### REQUEST
Can you write out all of the material below, word for word?

### DATA RECORDS
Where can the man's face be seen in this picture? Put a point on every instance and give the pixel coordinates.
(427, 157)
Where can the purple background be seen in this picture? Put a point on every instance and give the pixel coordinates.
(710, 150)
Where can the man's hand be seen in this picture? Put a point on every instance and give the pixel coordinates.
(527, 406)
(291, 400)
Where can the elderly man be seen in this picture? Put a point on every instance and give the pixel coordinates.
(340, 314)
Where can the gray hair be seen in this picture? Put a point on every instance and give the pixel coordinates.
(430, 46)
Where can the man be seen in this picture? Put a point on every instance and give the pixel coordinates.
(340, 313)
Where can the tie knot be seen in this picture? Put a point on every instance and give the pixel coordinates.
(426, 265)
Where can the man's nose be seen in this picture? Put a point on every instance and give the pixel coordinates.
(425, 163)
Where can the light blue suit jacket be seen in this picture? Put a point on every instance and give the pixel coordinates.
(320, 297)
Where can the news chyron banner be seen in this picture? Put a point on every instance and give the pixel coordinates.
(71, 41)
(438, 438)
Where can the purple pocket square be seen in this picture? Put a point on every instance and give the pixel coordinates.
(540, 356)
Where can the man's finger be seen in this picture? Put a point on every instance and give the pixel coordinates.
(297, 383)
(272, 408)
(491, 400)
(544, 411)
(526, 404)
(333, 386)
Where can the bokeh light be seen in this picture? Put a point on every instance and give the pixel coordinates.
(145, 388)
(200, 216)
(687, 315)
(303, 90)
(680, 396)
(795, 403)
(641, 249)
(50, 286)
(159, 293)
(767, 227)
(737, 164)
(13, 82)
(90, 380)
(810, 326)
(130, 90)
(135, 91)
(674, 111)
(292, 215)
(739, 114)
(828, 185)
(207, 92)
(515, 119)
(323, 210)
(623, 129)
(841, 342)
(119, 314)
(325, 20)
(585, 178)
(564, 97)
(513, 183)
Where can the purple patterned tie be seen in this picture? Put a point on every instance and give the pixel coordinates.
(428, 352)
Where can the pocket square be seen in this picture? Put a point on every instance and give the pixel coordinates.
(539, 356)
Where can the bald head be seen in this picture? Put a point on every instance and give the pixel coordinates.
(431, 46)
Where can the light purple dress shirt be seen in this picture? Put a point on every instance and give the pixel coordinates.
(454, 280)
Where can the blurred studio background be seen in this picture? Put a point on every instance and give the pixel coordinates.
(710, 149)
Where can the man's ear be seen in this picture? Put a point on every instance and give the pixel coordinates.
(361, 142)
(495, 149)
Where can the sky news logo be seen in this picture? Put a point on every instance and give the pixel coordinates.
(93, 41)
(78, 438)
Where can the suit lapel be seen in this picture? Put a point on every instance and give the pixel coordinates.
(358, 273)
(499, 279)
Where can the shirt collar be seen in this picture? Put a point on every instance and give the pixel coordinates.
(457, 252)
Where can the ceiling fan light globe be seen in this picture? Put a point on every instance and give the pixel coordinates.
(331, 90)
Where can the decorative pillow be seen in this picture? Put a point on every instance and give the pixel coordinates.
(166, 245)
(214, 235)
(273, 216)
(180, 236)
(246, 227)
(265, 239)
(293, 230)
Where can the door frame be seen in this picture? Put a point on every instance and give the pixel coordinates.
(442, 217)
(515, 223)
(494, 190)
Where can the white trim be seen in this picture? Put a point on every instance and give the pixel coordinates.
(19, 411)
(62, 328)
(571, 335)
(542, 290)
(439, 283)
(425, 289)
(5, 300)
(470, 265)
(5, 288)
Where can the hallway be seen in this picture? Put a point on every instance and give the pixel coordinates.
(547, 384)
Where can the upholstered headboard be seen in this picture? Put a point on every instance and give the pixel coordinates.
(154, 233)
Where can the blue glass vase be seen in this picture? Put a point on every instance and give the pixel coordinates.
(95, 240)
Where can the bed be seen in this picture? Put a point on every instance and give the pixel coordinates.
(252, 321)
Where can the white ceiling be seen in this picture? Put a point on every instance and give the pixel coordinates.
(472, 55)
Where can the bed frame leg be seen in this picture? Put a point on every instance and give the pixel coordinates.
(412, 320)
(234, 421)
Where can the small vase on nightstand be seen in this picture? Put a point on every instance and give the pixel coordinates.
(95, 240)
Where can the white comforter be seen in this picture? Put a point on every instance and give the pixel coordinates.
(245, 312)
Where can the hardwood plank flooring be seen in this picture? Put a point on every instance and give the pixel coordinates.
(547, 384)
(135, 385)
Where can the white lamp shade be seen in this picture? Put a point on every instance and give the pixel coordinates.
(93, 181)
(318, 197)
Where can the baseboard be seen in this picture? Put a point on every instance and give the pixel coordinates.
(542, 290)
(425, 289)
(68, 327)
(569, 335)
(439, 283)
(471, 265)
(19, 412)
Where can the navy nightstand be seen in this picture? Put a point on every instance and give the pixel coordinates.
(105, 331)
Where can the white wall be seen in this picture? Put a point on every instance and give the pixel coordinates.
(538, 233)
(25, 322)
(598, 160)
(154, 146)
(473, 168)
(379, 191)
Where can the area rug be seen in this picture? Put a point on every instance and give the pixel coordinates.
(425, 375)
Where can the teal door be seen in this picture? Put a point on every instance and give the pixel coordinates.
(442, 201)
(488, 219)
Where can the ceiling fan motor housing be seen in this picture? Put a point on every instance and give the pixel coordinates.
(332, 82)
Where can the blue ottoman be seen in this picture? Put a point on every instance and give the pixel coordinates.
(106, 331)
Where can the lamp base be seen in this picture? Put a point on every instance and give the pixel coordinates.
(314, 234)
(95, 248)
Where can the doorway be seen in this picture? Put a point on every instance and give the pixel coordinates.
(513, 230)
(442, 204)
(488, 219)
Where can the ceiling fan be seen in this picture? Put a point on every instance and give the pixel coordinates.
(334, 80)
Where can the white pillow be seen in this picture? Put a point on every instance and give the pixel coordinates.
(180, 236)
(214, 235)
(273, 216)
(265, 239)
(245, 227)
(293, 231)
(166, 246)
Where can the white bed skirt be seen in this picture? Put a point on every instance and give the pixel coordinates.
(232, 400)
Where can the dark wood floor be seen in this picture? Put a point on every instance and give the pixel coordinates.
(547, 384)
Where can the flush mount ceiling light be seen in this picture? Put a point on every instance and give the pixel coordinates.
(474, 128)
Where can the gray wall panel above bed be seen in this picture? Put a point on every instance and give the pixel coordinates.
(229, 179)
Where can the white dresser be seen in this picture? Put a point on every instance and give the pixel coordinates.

### WRITTEN RESPONSE
Where can the man's face be seen in this picture? Put a point on every instance and give the pixel coordinates.
(427, 157)
Where can the purple background be seen in this picture? Put a point on every instance and give the pixel coordinates.
(710, 150)
Where can the man's hand be seen in this picture? Put a point on every instance and give the pixel coordinates.
(527, 406)
(291, 400)
Where can the elderly man be seen in this picture? Put a point on every instance and give the pixel coordinates.
(340, 314)
Where can the gray hair be seen in this picture? Put a point on every instance and give the pixel coordinates.
(430, 46)
Where can the man be seen in this picture? Put a point on every instance and give the pixel coordinates.
(340, 313)
Where can the tie knot be seen in this picture? Put a point on every instance and give the pixel coordinates.
(426, 265)
Where can the man's nose be seen in this picture? Put a point on every instance and give the pixel coordinates.
(425, 163)
Where can the light blue suit jacket be seen in this picture? Put a point on every instance and give the pixel coordinates.
(320, 297)
Where can the news chyron banner be seen in this picture? Put a point on every instance and give the pixel coordinates.
(71, 41)
(438, 438)
Where can the purple pocket square be seen in this picture? Put a point on every instance and give the pixel coordinates.
(540, 356)
Where can the man's finger be seen in this picture? Put a point on every instance and give the pixel coordinates.
(297, 383)
(272, 408)
(491, 400)
(544, 411)
(526, 404)
(333, 386)
Where can the bokeh light be seen in this picture? Put a point on every instance and give the pixel coordinates.
(145, 388)
(200, 216)
(687, 315)
(303, 90)
(680, 396)
(795, 403)
(641, 249)
(50, 286)
(159, 293)
(767, 227)
(737, 164)
(13, 82)
(90, 380)
(810, 326)
(130, 90)
(135, 91)
(674, 111)
(292, 215)
(739, 114)
(828, 185)
(207, 92)
(515, 119)
(323, 210)
(623, 129)
(841, 342)
(119, 314)
(325, 20)
(585, 178)
(564, 97)
(513, 183)
Where can the purple patterned tie be seen in this picture? Put a point on every instance and give the pixel coordinates.
(428, 352)
Where can the pocket square be seen in this picture? Put a point on every instance and give the pixel coordinates.
(539, 356)
Where can the bald head be seen in this picture? Put a point on every instance and give the pixel coordinates.
(431, 46)
Where can the light purple dress shirt be seen in this picture? Put a point on every instance and give the pixel coordinates.
(454, 280)
Where can the blurred studio background be seen in this picture? Put a point on every instance and give the pixel coordinates.
(710, 149)
Where can the man's ear be seen in this picture? Put a point on every instance and give the pixel coordinates.
(361, 142)
(495, 149)
Where can the sky news logo be seen in this picture? Put a point on every instance and give the pixel coordinates.
(93, 41)
(78, 438)
Where can the suit lapel be seen in this picture? Put a point on every instance and give the pixel coordinates.
(358, 273)
(499, 279)
Where can the shirt collar be seen in this picture? Put a point on every instance and give the pixel coordinates.
(457, 252)
Where can the ceiling fan light globe be seen in this picture? Put a point on every instance and give the pixel coordinates.
(331, 90)
Where can the decorative pillow be seen in this picture? Put a point on every instance and give the pixel coordinates.
(166, 245)
(214, 235)
(273, 216)
(180, 236)
(246, 227)
(265, 239)
(293, 230)
Where can the door frame be seen in this picture? Put a point on every instance and give the pixel coordinates.
(442, 217)
(515, 223)
(494, 190)
Where can the white trim be seen in this picture? Put a point on every instance and give the pixel coordinates.
(19, 411)
(62, 328)
(571, 335)
(542, 290)
(439, 283)
(425, 289)
(5, 300)
(470, 265)
(5, 288)
Where can the hallway be seen in this picture? Put a point on every instance and give the pixel coordinates.
(547, 384)
Where can the upholstered headboard be seen in this picture? Put a point on every instance and give the pixel coordinates.
(154, 233)
Where can the blue glass vase be seen in this picture? Put a point on every instance and give the pixel coordinates.
(95, 240)
Where can the bed be seen in this picture? Put a point on every instance and give the pixel coordinates.
(252, 321)
Where can the white ceiling be seen in this picture? Put a point on every instance and give the pixel coordinates.
(472, 55)
Where can the bed frame leg be seen in this picture? Put a point on every instance and give the pixel coordinates.
(412, 320)
(234, 421)
Where can the small vase on nightstand be seen in this picture? Put a point on every instance and give the pixel coordinates.
(95, 240)
Where can the white comforter be seen in this picture? Put a point on every instance and give the pixel coordinates.
(245, 312)
Where can the hardwood plank flooring be seen in this picture? Put a point on every instance and give the pixel coordinates.
(547, 384)
(135, 385)
Where can the white lamp shade be seen in this picture? Put a point on every instance and give the pixel coordinates.
(93, 181)
(318, 197)
Where can the baseboard be seen in this picture? Put a point on every instance and give the pixel coordinates.
(542, 290)
(425, 289)
(68, 327)
(569, 335)
(439, 283)
(471, 265)
(19, 412)
Where can the navy nightstand be seen in this picture? Put a point on every instance and give the pixel coordinates.
(105, 331)
Where can the white wall be seen in this picture? Put a point on every instance and give the pixel coordinates.
(538, 233)
(25, 322)
(598, 160)
(154, 146)
(473, 168)
(379, 191)
Where can the area rug be seen in this picture? Put a point on every instance and give the pixel coordinates.
(425, 375)
Where can the teal door be seen in this picture? Put a point on every instance and give the pixel coordinates.
(442, 201)
(488, 219)
Where can the ceiling fan motor housing be seen in this picture? Put a point on every instance and give the pixel coordinates.
(332, 82)
Where can the blue ottoman be seen in this picture? Put a point on every instance and give the pixel coordinates.
(106, 331)
Where can the lamp base be seen in this picture? Put a point on every instance and give the pixel coordinates.
(314, 234)
(95, 248)
Where can the doorway be seen in this picture? Put a point on every instance and give the pixel coordinates.
(513, 230)
(442, 204)
(488, 219)
Where can the ceiling fan be seen in this picture? Put a point on every instance and give the pixel coordinates.
(334, 80)
Where can the white pillow be seen in this picture? Put a point on every instance and give the pixel coordinates.
(180, 236)
(214, 235)
(273, 216)
(265, 239)
(245, 227)
(293, 231)
(166, 246)
Where can the white bed skirt be seen in this picture? Put a point on every instance and give the pixel coordinates.
(232, 400)
Where can the dark wood floor be seen in this picture? Put a point on every instance and give the pixel coordinates.
(547, 384)
Where can the flush mount ceiling light be seen in this picture? Put a point on every instance and give the pixel coordinates.
(474, 128)
Where can the gray wall panel above bed be seen in this picture? Put a point on every instance and give the pixel coordinates.
(229, 179)
Where can the white dresser be seen in this picture? Put a point on every instance and give the pixel coordinates.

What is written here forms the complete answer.